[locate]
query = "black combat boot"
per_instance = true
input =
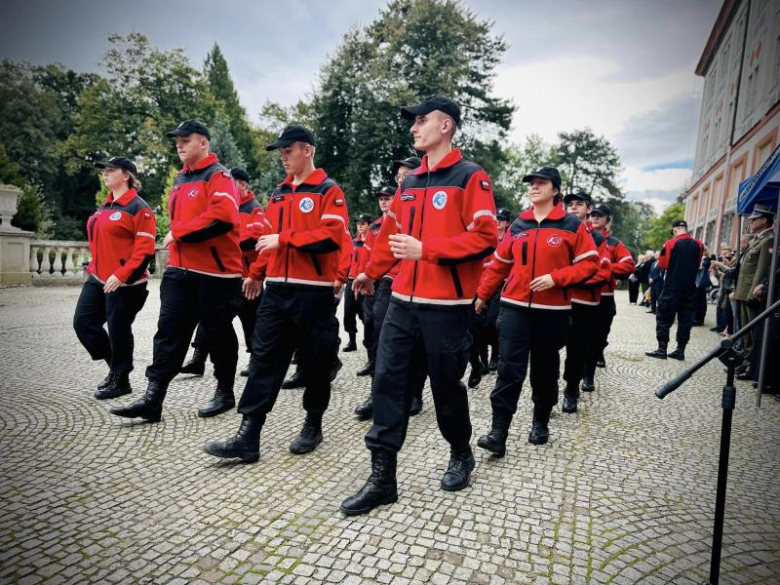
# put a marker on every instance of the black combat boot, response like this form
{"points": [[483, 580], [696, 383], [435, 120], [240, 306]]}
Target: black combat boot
{"points": [[659, 353], [297, 380], [148, 407], [352, 345], [310, 436], [118, 385], [365, 410], [197, 365], [245, 445], [416, 407], [459, 469], [367, 369], [540, 432], [679, 353], [495, 440], [380, 489], [222, 402], [570, 396]]}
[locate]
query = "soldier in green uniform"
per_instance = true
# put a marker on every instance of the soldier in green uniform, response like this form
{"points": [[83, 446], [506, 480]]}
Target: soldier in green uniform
{"points": [[753, 271]]}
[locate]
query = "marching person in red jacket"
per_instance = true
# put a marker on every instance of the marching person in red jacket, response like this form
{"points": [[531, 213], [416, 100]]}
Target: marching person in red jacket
{"points": [[301, 263], [121, 242], [202, 282], [251, 227], [622, 266], [545, 252], [441, 225]]}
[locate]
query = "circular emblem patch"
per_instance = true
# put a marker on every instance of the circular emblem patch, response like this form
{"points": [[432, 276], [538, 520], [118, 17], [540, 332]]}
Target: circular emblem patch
{"points": [[306, 205]]}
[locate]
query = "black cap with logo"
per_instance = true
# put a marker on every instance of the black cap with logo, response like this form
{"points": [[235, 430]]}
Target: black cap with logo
{"points": [[546, 173], [118, 162], [440, 103], [290, 135], [190, 127]]}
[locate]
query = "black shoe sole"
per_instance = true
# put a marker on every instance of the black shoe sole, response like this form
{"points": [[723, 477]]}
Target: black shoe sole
{"points": [[385, 501], [245, 456]]}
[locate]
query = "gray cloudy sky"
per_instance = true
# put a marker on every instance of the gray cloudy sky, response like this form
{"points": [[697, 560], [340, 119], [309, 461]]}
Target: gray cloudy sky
{"points": [[622, 67]]}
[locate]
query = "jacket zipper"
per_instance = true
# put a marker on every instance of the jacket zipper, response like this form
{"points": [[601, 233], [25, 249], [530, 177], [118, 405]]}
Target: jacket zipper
{"points": [[422, 217]]}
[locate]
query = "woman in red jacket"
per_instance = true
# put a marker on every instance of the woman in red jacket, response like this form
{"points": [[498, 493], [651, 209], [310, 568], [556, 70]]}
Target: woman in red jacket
{"points": [[121, 237], [544, 251]]}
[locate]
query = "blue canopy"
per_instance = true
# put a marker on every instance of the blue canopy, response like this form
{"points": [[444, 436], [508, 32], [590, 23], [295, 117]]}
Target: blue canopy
{"points": [[763, 187]]}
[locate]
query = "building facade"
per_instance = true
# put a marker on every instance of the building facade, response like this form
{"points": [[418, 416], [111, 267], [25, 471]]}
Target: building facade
{"points": [[740, 115]]}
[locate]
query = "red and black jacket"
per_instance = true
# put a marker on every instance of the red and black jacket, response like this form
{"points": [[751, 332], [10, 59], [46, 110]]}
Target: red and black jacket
{"points": [[251, 226], [680, 258], [121, 239], [559, 245], [203, 208], [311, 220], [359, 255], [450, 209], [622, 263]]}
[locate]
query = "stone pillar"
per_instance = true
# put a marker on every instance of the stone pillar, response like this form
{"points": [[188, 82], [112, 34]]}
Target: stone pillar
{"points": [[14, 243]]}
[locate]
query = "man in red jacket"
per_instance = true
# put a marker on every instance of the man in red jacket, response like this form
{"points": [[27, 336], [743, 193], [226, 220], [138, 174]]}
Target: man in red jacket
{"points": [[441, 225], [300, 260], [202, 282]]}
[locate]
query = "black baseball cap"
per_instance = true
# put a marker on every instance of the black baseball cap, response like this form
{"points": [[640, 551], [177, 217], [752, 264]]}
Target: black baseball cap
{"points": [[117, 162], [601, 209], [290, 135], [412, 163], [440, 103], [546, 173], [503, 214], [190, 127], [578, 196], [240, 174]]}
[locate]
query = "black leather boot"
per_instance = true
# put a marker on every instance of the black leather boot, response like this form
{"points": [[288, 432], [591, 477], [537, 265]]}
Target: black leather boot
{"points": [[310, 436], [245, 445], [659, 353], [352, 345], [495, 440], [148, 407], [118, 385], [197, 365], [587, 384], [297, 380], [540, 432], [367, 369], [459, 469], [222, 402], [365, 410], [380, 489], [570, 396]]}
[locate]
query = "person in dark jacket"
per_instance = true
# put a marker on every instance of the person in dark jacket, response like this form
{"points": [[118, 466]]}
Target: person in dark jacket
{"points": [[680, 258]]}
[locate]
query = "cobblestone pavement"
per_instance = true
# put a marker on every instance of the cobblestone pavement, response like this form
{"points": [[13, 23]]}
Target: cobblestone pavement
{"points": [[624, 493]]}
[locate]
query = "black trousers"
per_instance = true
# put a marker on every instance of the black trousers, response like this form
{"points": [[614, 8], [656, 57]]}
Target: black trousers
{"points": [[188, 298], [353, 308], [414, 336], [581, 346], [247, 314], [117, 310], [671, 304], [290, 318], [522, 332]]}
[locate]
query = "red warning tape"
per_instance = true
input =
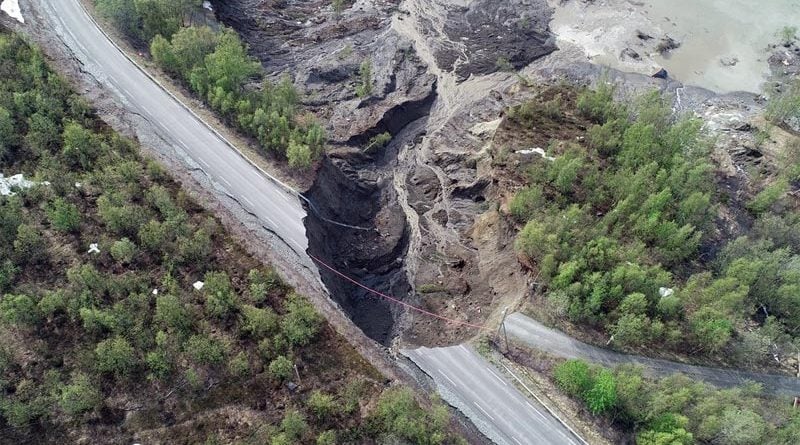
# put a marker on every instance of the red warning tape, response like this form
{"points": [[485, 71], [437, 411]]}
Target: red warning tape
{"points": [[395, 300]]}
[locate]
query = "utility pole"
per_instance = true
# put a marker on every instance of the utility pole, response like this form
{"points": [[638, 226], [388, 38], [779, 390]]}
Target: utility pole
{"points": [[503, 327]]}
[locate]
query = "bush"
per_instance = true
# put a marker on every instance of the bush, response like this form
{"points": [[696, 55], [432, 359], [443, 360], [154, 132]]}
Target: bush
{"points": [[123, 250], [115, 355], [258, 323], [573, 377], [322, 405], [205, 350], [301, 322], [63, 216], [299, 155], [526, 202], [79, 396], [281, 368], [294, 424], [364, 88]]}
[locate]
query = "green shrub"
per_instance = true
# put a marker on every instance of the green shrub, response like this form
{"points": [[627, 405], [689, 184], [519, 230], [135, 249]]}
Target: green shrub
{"points": [[574, 377], [205, 350], [364, 88], [79, 396], [322, 405], [123, 250], [63, 216], [115, 356], [281, 368]]}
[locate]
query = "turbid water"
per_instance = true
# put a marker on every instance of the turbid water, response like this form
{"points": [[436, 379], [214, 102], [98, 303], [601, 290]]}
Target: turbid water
{"points": [[723, 43]]}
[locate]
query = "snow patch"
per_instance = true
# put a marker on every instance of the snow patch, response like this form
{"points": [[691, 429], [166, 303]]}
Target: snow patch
{"points": [[538, 150], [16, 181], [11, 7]]}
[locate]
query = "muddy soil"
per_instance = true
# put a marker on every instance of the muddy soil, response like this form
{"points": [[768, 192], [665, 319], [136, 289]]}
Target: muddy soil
{"points": [[435, 237]]}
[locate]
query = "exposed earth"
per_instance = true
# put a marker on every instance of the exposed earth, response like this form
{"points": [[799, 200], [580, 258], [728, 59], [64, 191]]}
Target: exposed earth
{"points": [[442, 74]]}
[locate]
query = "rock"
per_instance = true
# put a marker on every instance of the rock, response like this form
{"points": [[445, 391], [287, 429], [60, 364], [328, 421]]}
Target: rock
{"points": [[729, 61], [629, 53], [661, 74], [667, 44], [641, 35]]}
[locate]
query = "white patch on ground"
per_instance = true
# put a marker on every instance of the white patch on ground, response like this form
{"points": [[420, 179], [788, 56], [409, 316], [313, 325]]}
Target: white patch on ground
{"points": [[11, 7], [15, 181], [712, 34], [536, 150]]}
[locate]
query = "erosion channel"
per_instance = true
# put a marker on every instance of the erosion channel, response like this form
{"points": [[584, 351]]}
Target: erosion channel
{"points": [[432, 74]]}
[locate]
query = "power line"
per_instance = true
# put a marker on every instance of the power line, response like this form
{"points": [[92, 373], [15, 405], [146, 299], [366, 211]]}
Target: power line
{"points": [[398, 301]]}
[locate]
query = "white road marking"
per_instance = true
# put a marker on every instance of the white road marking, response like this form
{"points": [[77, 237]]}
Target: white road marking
{"points": [[448, 378], [496, 376], [484, 411]]}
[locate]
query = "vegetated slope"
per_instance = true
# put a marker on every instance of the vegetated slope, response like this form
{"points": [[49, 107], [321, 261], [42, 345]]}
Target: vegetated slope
{"points": [[213, 63], [630, 230], [677, 410], [106, 338]]}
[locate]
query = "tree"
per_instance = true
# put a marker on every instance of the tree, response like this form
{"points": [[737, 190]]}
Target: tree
{"points": [[711, 328], [8, 134], [63, 216], [229, 66], [123, 250], [299, 155], [115, 356], [79, 396]]}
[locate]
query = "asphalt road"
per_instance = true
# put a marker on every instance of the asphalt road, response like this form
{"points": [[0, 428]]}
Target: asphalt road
{"points": [[534, 334], [278, 210], [500, 411]]}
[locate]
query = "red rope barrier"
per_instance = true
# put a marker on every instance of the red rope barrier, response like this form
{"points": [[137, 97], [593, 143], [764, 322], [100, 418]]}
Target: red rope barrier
{"points": [[395, 300]]}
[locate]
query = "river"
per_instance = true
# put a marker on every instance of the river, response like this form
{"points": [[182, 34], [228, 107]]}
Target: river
{"points": [[737, 32]]}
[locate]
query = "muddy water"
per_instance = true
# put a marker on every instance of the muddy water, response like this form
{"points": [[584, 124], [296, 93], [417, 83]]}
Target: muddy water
{"points": [[709, 31]]}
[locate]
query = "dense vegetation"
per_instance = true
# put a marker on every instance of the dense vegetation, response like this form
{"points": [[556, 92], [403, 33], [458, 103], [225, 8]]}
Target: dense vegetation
{"points": [[118, 344], [615, 223], [677, 410], [215, 66]]}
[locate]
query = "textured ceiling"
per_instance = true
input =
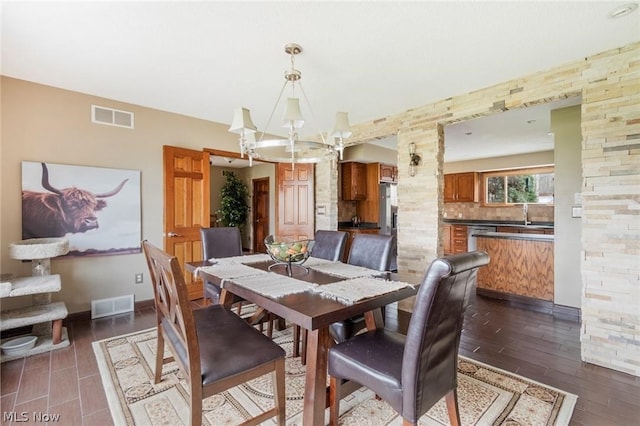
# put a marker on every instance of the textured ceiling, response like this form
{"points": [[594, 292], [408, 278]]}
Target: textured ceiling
{"points": [[372, 59]]}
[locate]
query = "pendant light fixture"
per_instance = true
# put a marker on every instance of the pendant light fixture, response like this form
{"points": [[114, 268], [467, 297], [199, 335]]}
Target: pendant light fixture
{"points": [[290, 148]]}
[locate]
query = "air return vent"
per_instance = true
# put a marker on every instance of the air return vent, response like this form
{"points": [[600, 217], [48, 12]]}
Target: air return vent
{"points": [[111, 306], [111, 117]]}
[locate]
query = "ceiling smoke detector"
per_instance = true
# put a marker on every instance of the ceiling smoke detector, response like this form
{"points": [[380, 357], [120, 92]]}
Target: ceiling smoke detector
{"points": [[623, 10]]}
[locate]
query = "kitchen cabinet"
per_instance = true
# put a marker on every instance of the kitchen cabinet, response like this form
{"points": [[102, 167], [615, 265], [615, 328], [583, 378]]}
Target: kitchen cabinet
{"points": [[461, 187], [351, 234], [369, 208], [354, 181], [388, 173], [520, 266], [524, 230], [455, 239]]}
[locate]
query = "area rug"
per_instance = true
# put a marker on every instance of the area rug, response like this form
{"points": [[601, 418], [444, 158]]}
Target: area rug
{"points": [[486, 395]]}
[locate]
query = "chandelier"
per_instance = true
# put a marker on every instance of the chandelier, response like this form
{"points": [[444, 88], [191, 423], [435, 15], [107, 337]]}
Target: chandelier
{"points": [[290, 148]]}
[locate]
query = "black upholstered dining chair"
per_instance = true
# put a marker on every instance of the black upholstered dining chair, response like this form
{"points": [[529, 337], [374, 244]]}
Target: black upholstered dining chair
{"points": [[371, 251], [217, 243], [221, 242], [329, 245], [214, 348], [415, 371]]}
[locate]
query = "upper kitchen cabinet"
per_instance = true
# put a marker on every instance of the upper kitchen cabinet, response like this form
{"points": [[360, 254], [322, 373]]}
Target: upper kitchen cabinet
{"points": [[354, 181], [388, 173], [461, 187]]}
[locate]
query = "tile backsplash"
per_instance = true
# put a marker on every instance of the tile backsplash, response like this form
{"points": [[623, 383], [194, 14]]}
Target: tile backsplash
{"points": [[475, 211]]}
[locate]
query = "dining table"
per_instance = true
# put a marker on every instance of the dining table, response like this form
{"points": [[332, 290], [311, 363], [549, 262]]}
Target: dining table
{"points": [[313, 296]]}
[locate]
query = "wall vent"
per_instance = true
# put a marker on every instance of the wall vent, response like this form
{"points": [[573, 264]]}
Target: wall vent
{"points": [[111, 306], [111, 117]]}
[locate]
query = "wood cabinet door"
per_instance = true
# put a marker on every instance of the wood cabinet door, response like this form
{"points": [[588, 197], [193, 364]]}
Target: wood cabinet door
{"points": [[449, 188], [186, 207], [446, 239], [295, 201], [354, 181], [467, 187]]}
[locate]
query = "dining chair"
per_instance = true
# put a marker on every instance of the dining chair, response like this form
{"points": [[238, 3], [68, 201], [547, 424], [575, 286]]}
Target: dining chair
{"points": [[214, 348], [329, 245], [221, 242], [371, 251], [415, 371], [218, 243]]}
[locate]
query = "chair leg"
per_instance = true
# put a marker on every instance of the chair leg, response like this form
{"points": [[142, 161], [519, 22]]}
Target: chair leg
{"points": [[452, 407], [159, 357], [303, 352], [196, 406], [279, 392], [296, 341], [334, 401]]}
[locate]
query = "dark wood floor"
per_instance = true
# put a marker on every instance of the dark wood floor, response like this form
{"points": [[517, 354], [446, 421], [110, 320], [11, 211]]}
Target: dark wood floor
{"points": [[532, 344]]}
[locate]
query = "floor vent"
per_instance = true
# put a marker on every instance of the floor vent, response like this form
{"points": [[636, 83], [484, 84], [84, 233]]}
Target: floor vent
{"points": [[111, 117], [111, 306]]}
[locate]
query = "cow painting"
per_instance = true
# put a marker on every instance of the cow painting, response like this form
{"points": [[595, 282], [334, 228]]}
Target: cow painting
{"points": [[59, 212]]}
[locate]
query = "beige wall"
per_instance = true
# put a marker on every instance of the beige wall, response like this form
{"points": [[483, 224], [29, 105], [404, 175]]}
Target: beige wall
{"points": [[565, 124], [41, 123]]}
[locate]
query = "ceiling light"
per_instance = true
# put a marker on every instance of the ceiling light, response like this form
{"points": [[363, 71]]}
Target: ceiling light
{"points": [[290, 149], [623, 10]]}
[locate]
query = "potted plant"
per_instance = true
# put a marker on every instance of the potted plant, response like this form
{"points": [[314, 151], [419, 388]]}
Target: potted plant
{"points": [[234, 209]]}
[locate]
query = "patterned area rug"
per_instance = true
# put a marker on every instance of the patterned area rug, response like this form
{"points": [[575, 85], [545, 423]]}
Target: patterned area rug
{"points": [[486, 395]]}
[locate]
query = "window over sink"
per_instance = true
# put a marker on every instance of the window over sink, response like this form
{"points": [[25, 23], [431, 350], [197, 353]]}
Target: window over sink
{"points": [[509, 187]]}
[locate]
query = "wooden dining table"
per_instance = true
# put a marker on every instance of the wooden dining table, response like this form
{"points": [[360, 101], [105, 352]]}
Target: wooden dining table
{"points": [[313, 312]]}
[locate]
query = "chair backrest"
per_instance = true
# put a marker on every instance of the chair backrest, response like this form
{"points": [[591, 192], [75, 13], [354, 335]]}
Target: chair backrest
{"points": [[220, 242], [173, 307], [429, 366], [329, 245], [372, 251]]}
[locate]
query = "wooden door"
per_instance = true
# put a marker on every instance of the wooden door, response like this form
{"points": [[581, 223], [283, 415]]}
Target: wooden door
{"points": [[186, 207], [260, 213], [296, 200]]}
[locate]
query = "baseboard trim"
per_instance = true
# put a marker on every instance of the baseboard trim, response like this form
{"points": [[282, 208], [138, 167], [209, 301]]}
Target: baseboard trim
{"points": [[558, 311]]}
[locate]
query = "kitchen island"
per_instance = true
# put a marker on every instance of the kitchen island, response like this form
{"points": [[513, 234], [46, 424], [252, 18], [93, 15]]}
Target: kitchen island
{"points": [[521, 267]]}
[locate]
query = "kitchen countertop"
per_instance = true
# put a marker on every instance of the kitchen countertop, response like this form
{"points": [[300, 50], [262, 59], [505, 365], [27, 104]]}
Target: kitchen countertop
{"points": [[512, 236], [364, 225], [519, 223]]}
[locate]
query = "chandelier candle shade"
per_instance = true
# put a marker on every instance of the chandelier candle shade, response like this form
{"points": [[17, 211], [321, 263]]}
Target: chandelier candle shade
{"points": [[290, 149]]}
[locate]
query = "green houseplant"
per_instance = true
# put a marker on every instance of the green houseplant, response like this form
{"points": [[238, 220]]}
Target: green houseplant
{"points": [[234, 209]]}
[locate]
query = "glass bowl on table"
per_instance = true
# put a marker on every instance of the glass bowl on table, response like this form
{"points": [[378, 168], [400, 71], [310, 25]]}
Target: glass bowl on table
{"points": [[288, 251]]}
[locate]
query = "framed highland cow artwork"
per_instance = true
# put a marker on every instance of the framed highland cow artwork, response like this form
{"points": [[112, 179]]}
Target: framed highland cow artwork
{"points": [[97, 209]]}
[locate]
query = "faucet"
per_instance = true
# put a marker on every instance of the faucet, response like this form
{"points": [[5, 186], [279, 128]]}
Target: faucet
{"points": [[525, 213]]}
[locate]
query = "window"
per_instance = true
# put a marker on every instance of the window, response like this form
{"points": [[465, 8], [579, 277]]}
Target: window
{"points": [[534, 186]]}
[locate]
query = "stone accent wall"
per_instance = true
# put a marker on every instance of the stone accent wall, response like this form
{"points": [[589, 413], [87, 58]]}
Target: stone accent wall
{"points": [[609, 84]]}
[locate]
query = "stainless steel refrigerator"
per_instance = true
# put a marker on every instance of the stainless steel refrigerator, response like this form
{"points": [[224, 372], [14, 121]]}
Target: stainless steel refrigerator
{"points": [[388, 218]]}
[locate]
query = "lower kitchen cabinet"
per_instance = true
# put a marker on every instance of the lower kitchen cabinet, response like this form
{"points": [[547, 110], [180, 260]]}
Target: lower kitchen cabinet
{"points": [[518, 267], [455, 239], [351, 234]]}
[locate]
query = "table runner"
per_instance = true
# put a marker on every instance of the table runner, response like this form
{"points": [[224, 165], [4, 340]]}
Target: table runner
{"points": [[355, 289], [272, 285], [229, 270], [345, 270], [249, 258]]}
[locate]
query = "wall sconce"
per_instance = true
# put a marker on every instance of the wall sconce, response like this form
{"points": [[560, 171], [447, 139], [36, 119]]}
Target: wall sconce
{"points": [[414, 159]]}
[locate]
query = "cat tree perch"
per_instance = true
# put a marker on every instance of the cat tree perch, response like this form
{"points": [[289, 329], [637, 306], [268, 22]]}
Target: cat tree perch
{"points": [[45, 317]]}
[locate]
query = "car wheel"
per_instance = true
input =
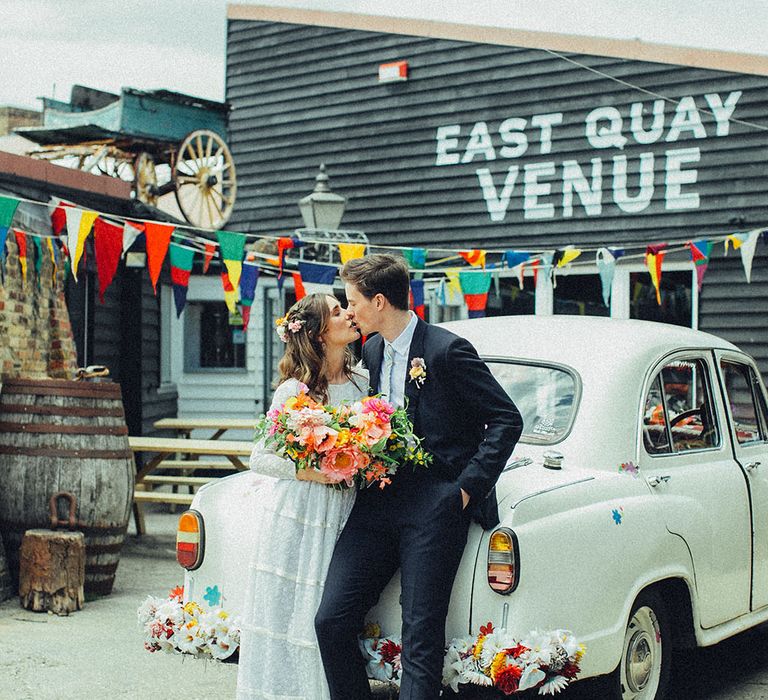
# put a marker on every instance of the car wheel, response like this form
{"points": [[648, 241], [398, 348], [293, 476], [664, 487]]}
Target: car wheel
{"points": [[644, 669]]}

++++++

- _Task to complete_
Keep both end lines and retype everything in the records above from the line containing "# put a marker on every instance of the black shoe" through the line containing "# put a marker on every instance of the woman", exactly, with nothing else.

- _Result of the task_
# put a marker on every instance of the black shoe sole, response like this form
{"points": [[723, 477]]}
Target: black shoe sole
{"points": [[385, 501], [245, 456]]}
[locate]
query = "gray cloudy sky"
per_instance = true
# put a marker on every instance of the gray cloudy sky, response like this form
{"points": [[697, 560], [340, 119], [309, 461]]}
Target: gray cloudy sky
{"points": [[622, 67]]}
[locate]
query = "jacket zipper"
per_instance = true
# put a marker on every instance of the jacket zipper, response like this form
{"points": [[601, 233], [25, 249], [530, 177], [118, 405]]}
Target: jacket zipper
{"points": [[422, 217]]}
[locate]
query = "woman in red jacket"
per_instance = true
# put a marker on every instance of the woman in red jacket, response like this form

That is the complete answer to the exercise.